▶ **Reading text**
Step #3 : Enabling the clamav-milter service
ClamdSocket tcp:
LogFacility LOG_MAIL
LogSyslog yes
MilterSocket inet:32767@
OnInfected Reject
PidFile /var/lib/clamav/clamav-milter.pid
ReportHostname mail.example.com
User vscan
VirusAction /usr/local/bin/virus_notify.sh
Text 4: Example clamav-milter.conf file (with comments removed)

Once the clamd scanning service is running and the freshclam service is maintaining the malware signatures the clamav-milter must be configured and started in order to connect the scanning service into Postfix's SMTP processing. The milter service is typically loads its configuration from the /etc/clamav-milter.conf file.
The service must be informed via the ClamdSocket directive where to find the clamd scanning service and via MilterSocket where to listen for connections from Postfix. The MitlerSocket directive is “inet:port@ip-address”. VirusAction and OnInfected directives can be used to control the behavior of the service when malware is identified; an OnInfected value of Quarantine will cause Postfix to hold the infected message in it's hold queue while a value of Reject will bounce the message with an SMTP error. Especially when used in Reject mode defining an appropriate VirusAction to notify the intended recipient of the message that a message has been discarded is important. The script named by VirusAction is executed in the security context of the scanning service and is provided seven parameters:
  1. Virus name-space
  2. Message queue id
  3. The sender's e-mail addres
  4. The e-mail address of the intended recipient.

▶ **Record excerpts**
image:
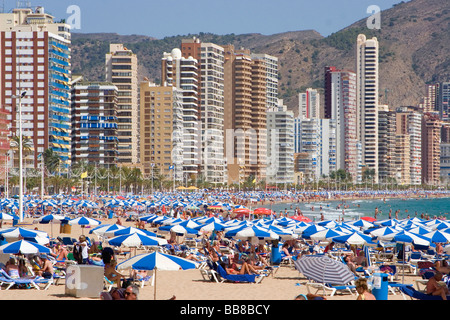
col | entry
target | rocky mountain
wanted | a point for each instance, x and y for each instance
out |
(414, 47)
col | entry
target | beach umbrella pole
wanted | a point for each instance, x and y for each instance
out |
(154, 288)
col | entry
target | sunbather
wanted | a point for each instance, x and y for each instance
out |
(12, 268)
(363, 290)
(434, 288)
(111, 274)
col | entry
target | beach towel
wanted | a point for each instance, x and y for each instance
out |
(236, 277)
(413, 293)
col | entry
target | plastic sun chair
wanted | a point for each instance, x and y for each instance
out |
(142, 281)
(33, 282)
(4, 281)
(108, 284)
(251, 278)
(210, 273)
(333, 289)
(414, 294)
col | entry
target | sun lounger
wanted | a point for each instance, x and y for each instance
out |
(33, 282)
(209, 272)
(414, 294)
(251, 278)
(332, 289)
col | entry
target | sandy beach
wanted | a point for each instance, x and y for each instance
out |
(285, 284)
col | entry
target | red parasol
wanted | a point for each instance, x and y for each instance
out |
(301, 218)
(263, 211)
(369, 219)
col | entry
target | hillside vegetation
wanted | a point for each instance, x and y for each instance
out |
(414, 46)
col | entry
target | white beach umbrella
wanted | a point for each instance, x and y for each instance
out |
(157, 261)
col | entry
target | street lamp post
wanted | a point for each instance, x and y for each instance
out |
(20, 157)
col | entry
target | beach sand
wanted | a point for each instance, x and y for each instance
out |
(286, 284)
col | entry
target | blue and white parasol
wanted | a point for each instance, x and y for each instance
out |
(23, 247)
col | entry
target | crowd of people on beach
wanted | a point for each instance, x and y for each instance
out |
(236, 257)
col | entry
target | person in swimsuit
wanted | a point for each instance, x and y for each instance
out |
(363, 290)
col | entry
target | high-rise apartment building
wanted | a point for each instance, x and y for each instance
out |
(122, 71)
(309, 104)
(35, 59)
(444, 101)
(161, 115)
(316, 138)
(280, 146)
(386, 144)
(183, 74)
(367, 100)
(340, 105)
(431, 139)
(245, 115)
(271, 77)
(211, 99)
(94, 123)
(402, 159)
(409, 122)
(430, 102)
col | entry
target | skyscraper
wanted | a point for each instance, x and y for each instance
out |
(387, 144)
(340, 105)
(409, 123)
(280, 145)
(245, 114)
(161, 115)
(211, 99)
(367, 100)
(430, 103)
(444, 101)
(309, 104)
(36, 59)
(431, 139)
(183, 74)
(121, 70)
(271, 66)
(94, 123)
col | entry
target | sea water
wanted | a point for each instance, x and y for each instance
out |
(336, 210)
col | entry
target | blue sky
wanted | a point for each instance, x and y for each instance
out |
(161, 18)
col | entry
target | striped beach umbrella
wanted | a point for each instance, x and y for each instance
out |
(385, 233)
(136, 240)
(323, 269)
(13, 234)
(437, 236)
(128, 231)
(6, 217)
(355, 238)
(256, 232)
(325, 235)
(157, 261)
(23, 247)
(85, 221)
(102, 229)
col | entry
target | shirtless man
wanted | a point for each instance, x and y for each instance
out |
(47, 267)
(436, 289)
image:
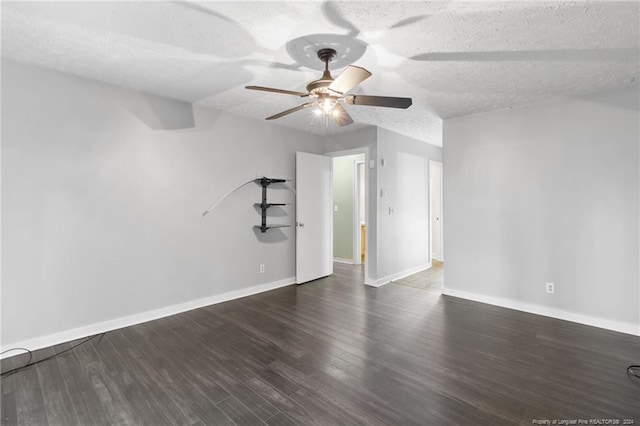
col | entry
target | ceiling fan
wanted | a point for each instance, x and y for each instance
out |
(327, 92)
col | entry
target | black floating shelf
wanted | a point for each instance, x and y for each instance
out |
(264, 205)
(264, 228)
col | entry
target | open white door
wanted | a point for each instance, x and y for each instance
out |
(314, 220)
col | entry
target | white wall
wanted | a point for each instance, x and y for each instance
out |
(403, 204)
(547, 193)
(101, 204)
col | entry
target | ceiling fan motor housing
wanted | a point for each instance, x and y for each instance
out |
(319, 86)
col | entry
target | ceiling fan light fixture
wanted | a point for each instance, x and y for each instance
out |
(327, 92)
--
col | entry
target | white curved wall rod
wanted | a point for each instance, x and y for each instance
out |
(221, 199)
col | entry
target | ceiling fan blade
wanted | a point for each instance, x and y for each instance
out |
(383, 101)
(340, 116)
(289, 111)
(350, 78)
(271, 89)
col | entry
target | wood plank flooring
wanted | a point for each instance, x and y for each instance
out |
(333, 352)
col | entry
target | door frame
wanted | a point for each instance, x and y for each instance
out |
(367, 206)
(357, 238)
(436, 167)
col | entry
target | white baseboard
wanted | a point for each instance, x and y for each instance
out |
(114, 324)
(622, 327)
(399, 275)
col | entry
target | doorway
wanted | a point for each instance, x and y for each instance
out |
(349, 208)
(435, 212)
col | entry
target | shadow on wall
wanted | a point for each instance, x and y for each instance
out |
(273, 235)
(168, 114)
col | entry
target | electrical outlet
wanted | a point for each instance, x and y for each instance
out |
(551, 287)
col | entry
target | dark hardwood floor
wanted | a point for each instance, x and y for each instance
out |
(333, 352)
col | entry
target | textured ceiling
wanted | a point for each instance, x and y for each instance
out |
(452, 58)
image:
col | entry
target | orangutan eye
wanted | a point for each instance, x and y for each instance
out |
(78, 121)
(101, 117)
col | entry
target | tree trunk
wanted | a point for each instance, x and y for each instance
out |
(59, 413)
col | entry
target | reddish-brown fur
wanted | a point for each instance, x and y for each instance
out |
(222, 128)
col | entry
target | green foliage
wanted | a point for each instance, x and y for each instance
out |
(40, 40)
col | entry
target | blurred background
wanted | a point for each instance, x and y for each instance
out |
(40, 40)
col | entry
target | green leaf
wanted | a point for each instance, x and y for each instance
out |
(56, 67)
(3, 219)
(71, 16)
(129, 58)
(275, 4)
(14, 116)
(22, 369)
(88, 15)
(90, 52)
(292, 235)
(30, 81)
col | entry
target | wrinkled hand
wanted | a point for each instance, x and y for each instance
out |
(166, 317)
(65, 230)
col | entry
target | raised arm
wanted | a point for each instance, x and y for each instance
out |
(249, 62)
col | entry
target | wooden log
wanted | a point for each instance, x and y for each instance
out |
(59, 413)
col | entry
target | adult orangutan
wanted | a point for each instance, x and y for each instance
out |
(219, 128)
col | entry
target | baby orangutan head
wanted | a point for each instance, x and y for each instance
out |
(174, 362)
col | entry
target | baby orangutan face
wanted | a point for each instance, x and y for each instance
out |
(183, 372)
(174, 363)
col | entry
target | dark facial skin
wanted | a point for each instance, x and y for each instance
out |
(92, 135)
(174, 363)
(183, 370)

▶ **Exercise set**
1 – Translate this sentence from the clamav-milter text into Spanish: "The service must be informed via the ClamdSocket directive where to find the clamd scanning service and via MilterSocket where to listen for connections from Postfix."
2 – Carry on the clamav-milter text from its last line.

▶ **Task responses**
1 – Se debe indicar al servicio, mediante la directiva ClamdSocket, dónde encontrar el servicio de escaneo clamd y, mediante MilterSocket, dónde escuchar las conexiones de Postfix.

2 –
  5. The subject of the message-id
  6. The message's Message-ID
  7. The date of the message.
Once configured the clamav-milter service must be started and set to automatically restart upon completion of system boot-up.

# Parameters:
#   virus name, queue id, sender, destination, subject, message id, message date

 echo "";
 echo "   A message containing malware has been discarded.";
 echo "";
 echo "   Malware:     $1";
 echo "   Sender:      $3";
 echo "   Destination: $4";
 echo "   Subject:     $5";
 echo "   Message-ID:  $6";
 echo "   Date:        $7";
 echo "   Queue-ID:    $2";
 echo "";
) | \
 mail -s '[ALERT] Infected Messages Discarded' \
  -r milter@example.com -c helpdesk@example.com $4
Text 5: A sample script for use as the VirusAction. This script notifies the intended recipient and help-desk that a message was identified as malware and discarded.
Connecting the Postfix service to clamav-milter

In order to integrate the scanning into Postfix the milter is configured in the main.cf file as an smtpd_milter. The default action of the milter should be set to “accept” so if for any reason the milter is unresponsive messages will still be delivered. As when connecting the other components it is important to verify that the Postfix service can reach the specified service [traffic is permitted by firewall's etc...].
smtpd_milters = inet:milter.example.com:32767
milter_default_action = accept
Text 6: Configuration directives from Postfix's main.cf

Upon modification of the main.cf file the Postfix service should be restarted.
Once configured the malware filtering service should be tested; this can be accomplished by acquiring a copy of the EICAR diagnostic virus and verifying that messages with this content attached are rejected and that the end-user's are notified of the rejection [according the clamav-milter's defined VirusAction].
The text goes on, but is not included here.